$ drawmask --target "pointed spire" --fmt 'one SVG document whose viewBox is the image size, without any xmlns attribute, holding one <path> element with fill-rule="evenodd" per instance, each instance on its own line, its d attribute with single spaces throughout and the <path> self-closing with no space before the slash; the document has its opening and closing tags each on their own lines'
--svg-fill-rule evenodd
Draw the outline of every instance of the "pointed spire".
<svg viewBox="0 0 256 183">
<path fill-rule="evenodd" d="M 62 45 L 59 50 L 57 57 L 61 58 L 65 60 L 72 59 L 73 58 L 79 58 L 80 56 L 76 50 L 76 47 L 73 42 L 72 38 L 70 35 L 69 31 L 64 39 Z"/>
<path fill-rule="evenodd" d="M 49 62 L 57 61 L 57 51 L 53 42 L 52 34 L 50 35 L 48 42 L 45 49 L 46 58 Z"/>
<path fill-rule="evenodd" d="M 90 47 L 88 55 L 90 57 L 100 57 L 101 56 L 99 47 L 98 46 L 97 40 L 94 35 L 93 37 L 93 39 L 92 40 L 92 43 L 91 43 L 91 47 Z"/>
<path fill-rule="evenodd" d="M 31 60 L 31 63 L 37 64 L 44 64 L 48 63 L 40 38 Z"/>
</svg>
===============
What the exercise asks ▸
Change every occurrence of "pointed spire" in the records above to "church steeple", and reproduce the records with nothing else altered.

Answer for the task ▸
$ drawmask --target "church steeple" --fmt 'one SVG document whose viewBox is the image size, without any xmlns attribute, holding one <path> element with fill-rule="evenodd" per instance, each instance on its own line, its d attribute with single spaces throughout and the <path> self-closing with no space before the slash; the document has its opening and closing tags each on their own lines'
--svg-fill-rule evenodd
Draw the outline of every instance of the "church steeple".
<svg viewBox="0 0 256 183">
<path fill-rule="evenodd" d="M 62 45 L 59 50 L 57 57 L 61 58 L 65 60 L 72 59 L 73 58 L 79 58 L 80 56 L 76 50 L 76 47 L 73 42 L 72 38 L 70 35 L 69 31 L 64 39 Z"/>
<path fill-rule="evenodd" d="M 49 62 L 57 61 L 57 51 L 53 42 L 52 34 L 50 35 L 48 42 L 45 49 L 46 58 Z"/>
<path fill-rule="evenodd" d="M 90 47 L 88 55 L 90 57 L 100 57 L 101 56 L 99 47 L 98 46 L 97 40 L 94 35 L 93 37 L 93 39 L 92 40 L 92 43 L 91 43 L 91 47 Z"/>
<path fill-rule="evenodd" d="M 31 60 L 31 63 L 37 64 L 44 64 L 48 63 L 40 38 Z"/>
</svg>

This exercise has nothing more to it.